### [What is expected]
Please state the 5-limit TM basis for 12-ET given in the tuning thread below.

### [Selected extract]
* BEGIN *

As shown here, the 5-limit TM basis for 12-ET is
{81/80, 128/125}. (And again, multiples of 12 up to 36.)

In the 7-limit we need three commas, and you can get 12 from
{36/35, 50/49, 64/63}, {81/80, 126/125, 36/35}, etc. I'm
not sure which is the TM-reduced basis.

-Carl

You're right. Although I was talking to Paul on my facebook and asked him
the same question -- whether tempering out the commas mentioned in the OP
also would yield 24-tet, 36-tet, etc -- and he said no, since picking those
as unison vectors yields a 12-note PB. I think what it is is that in 24-tet
64/63 would no longer count as vanishing, since 7/4 would map to the 950
cent interval, and 16/9 would map to the 1000 cent interval. I could be
wrong though.

* END *

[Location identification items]
* BEGIN *

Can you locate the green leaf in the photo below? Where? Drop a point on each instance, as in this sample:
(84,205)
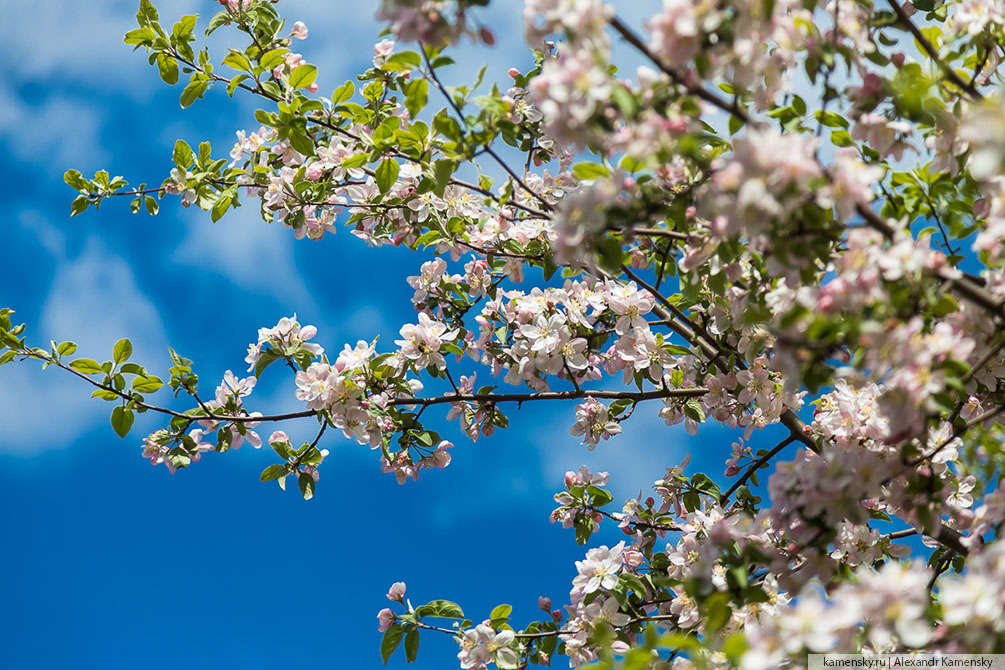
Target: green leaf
(147,384)
(168,67)
(391,641)
(272,472)
(303,76)
(85,366)
(122,421)
(273,57)
(416,96)
(78,205)
(443,171)
(193,91)
(222,18)
(831,119)
(220,208)
(586,171)
(307,483)
(237,60)
(343,92)
(122,351)
(387,174)
(500,612)
(411,645)
(442,609)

* END *

### [Response to the exercise]
{81/80, 128/125}